__Problemas a resolver__.
1. Responda, com base no texto sobre a lei angolana, às seguintes perguntas:
(a) Que organização recomendou as alterações à lei?
(b) De que forma foi aprovado o diploma na reunião plenária extraordinária?
(c) Qual é o nome do deputado do PRS citado?
2. Transcreva do texto sobre a lei angolana o trecho que começa nas palavras "A iniciativa legislativa" e termina depois de "destruição em massa.".

PORQUE O GAFI NÃO PRODUZ… GÁFIO

O Parlamento angolano aprovou hoje as alterações à lei sobre a designação e execução de actos jurídicos internacionais, para combater práticas ligadas ao financiamento ao terrorismo, tal como foi recomendado pelo Grupo de Acção Financeira Internacional (GAFI).

Este diploma legal, de iniciativa do Governo, foi aprovado na generalidade e por unanimidade durante na reunião plenária extraordinária da Assembleia Nacional.

A iniciativa legislativa tem como objecto estabelecer o regime de atribuições e competências em matéria de designação, remoção e isenção interna ou internacional de pessoas, grupos e entidades para a aplicação de medidas de combate ao terrorismo, ao financiamento do terrorismo e à proliferação de armas de destruição em massa.

O ministro da Justiça e dos Direitos Humanos de Angola, Marcy Lopes, que fez a apresentou da lei no Parlamento, salientou que a sua actualização visa cumprir uma orientação do GAFI “decorrente da avaliação de que o país foi alvo há alguns anos”.

Segundo o governante, a lei visa ainda a definição e a operacionalização de mecanismos “mais eficientes de implementação de sanções financeiras direccionadas”.

Para o deputado do Partido de Renovação Social (PRS), oposição, Benedito Daniel, a alteração desta lei “é mais um passo fundamental no quadro do reforço da estabilidade do sistema financeiro nacional”.

Amélia Pinto, deputada do MPLA (no poder há 49 anos), considerou que a medida é um instrumento político essencial que orienta os órgãos nacionais no reforço da conformidade e efectividade do sistema nacional de combate ao branqueamento de capitais.

__Material fornecido__.
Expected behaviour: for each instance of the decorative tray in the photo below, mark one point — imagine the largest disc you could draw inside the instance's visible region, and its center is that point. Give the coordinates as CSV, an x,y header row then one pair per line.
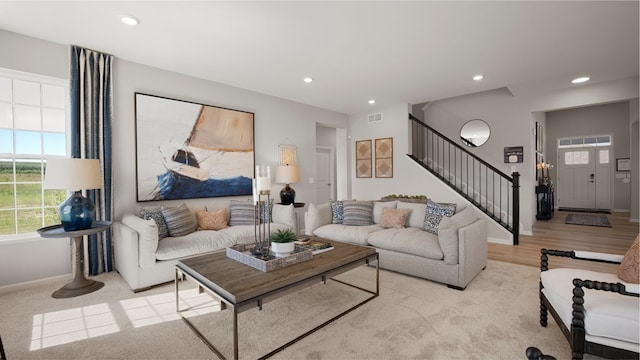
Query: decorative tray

__Respostas esperadas__.
1.
(a) O Grupo de Acção Financeira Internacional (GAFI).
(b) Na generalidade e por unanimidade.
(c) Benedito Daniel.

2.
A iniciativa legislativa tem como objecto estabelecer o regime de atribuições e competências em matéria de designação, remoção e isenção interna ou internacional de pessoas, grupos e entidades para a aplicação de medidas de combate ao terrorismo, ao financiamento do terrorismo e à proliferação de armas de destruição em massa.